Step 3: Serums (AM & PM)

Serums help target any skin concerns you might have, be it dryness, dark spots, dullness, or acne. “Serums are the actives in a skin care routine,” Aguilar shares. “Helping to change the skin, some are designed to be used daily, and others just once a week.” Shamara Bondaroff, founder of facial spa SB Skin, recommends using a formula with vitamin C in the morning to help prevent environmental damage caused by free radicals. In the evenings, she suggests a hyaluronic acid based serum to help pull the moisture from the air into the skin while you sleep.

Step 4: Eye Cream (AM & PM)

It’s paramount that you apply eye cream prior to any other active treatment products to avoid potent ingredients like retinol and glycolic acid accidentally pulling into the eye area. When working with eye creams in the morning, make sure you select a lightweight formula, like Crème Contour de Yeux Biosensible, as heavier creams can pill under concealer and foundation, especially when layered with SPF.

The evenings, however, are a great time to lather on a thick nourishing eye cream. In terms of what eye cream to select: If your lids are on the oily side, opt for a gel-based formula, says Bondaroff. You could also look for a hydrating formula for dry skin or a caffeine-infused option to lessen the appearance of under-eye bags. Regardless of what you choose, apply it by gently tapping onto the thin, delicate skin.

Step 5: Moisturizer (AM & PM)

**Extracted information:**

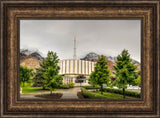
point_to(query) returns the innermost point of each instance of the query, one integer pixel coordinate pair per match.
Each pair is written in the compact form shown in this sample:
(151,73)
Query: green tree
(38,78)
(101,73)
(92,80)
(51,78)
(25,74)
(138,81)
(125,71)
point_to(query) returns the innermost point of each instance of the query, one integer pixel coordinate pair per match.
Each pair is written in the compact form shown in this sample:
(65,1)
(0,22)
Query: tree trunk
(101,88)
(123,93)
(43,87)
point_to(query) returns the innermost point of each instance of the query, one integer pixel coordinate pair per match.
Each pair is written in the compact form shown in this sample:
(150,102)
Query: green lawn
(114,95)
(29,89)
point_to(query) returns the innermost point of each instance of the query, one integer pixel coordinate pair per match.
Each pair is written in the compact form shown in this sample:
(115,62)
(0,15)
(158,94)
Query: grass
(29,89)
(105,95)
(114,95)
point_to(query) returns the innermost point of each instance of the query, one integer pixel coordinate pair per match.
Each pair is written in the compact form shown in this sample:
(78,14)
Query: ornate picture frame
(13,11)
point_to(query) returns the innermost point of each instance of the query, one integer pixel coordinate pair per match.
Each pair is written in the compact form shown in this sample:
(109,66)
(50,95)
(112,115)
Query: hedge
(118,91)
(89,94)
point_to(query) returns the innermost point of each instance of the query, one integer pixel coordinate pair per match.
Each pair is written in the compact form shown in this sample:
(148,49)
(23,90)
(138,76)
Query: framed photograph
(80,58)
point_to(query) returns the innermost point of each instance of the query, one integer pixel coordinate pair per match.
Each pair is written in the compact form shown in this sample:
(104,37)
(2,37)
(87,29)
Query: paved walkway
(67,94)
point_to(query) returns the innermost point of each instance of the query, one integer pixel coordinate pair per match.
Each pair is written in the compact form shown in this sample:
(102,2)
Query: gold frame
(13,11)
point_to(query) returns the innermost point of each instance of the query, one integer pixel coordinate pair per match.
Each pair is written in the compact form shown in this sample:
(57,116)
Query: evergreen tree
(38,78)
(51,78)
(25,74)
(101,73)
(125,71)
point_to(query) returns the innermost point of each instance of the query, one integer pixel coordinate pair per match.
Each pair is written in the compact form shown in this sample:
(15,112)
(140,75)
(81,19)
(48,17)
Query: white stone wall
(76,67)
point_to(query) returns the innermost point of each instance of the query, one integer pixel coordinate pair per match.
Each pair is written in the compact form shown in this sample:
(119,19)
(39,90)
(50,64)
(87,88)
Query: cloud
(108,37)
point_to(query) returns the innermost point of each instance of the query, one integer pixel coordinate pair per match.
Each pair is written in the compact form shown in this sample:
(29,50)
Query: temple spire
(74,56)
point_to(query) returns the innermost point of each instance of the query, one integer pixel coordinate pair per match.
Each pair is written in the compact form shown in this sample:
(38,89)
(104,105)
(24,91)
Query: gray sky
(108,37)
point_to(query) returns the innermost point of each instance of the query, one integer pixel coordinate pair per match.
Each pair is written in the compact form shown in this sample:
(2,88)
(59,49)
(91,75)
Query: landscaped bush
(118,91)
(89,94)
(91,87)
(71,84)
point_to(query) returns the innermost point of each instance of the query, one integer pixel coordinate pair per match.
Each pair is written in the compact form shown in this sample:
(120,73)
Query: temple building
(71,68)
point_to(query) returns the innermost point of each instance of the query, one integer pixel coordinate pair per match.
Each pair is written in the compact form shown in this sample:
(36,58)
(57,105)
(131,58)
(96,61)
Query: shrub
(117,91)
(89,94)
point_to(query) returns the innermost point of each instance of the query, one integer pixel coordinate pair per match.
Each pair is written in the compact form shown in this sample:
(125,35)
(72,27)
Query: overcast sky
(108,37)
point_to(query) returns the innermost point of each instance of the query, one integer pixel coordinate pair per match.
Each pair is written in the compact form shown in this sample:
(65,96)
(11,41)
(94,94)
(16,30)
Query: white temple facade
(71,68)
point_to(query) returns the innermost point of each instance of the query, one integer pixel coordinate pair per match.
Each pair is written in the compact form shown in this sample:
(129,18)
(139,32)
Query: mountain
(31,59)
(93,57)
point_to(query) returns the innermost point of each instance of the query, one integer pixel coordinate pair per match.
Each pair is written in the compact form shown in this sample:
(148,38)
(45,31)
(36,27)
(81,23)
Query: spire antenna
(74,56)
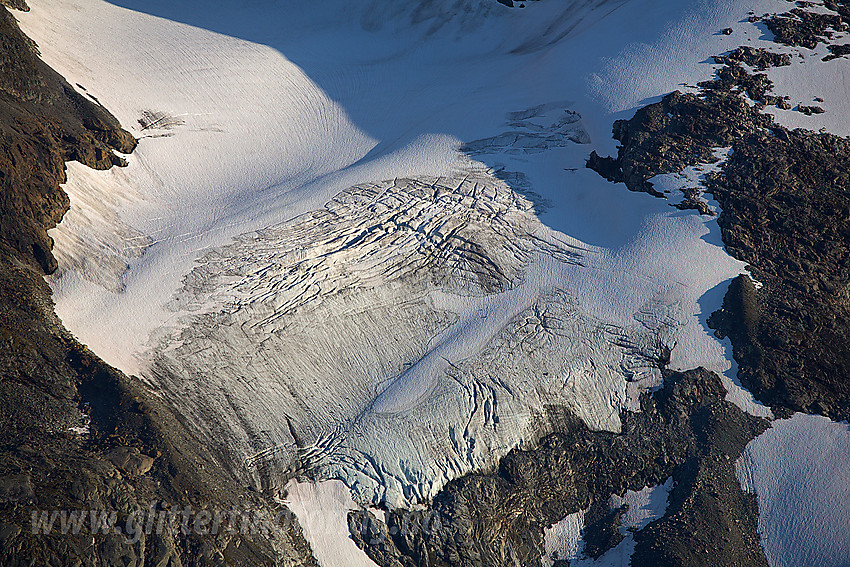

**Required work:**
A - In the skin care text, what type of eye cream does Bondaroff suggest for oily lids?
B - Please proceed with the skin care text from its last line onward.
The material has no connection to the skin care text.

**Written answers:**
A - A gel-based formula.

B -
Moisturizers are a type of emollient that help seal all the hydration from the previous steps and soften the skin. “For skin to properly function, it needs to maintain healthy hydration levels to avoid cracking and a compromised external barrier,” Aguilar tells TZR. If dryness is your biggest concern, make sure to purchase a moisturizer packed with ceramides, like Transformation Face Cream, as it will help reinforce the skin’s natural moisture barrier.

Step 6: Face Oil (AM before SPF, PM after retinol)

Face oils are occlusive, in that they seal in all the ingredients and moisture from steps one through five, to keep them from evaporating quickly. On their own, they don’t moisturize the skin as well compared to when you layering them over other humectant and emollient ingredients. Aguilar recommends Rosehip Oil as it’s packed with essential fatty acids (omega 3, 6, and 9) and vitamins A and E that work hard to revitalize, combat premature signs of aging, and brighten the skin.

Step 7: Sunscreen (AM only)

Because sunscreen’s goal is not to penetrate but instead act as a barrier, it should be the last product applied in every routine, no matter how many steps you have. And yes, you should use it even if it’s not sunny outside.

Your Evening Skin Care Routine

The order: cleanser, toner, serum, eye cream, treatment, retinol, moisturizer, and face oil.

Step 5: Spot Treatments (PM only)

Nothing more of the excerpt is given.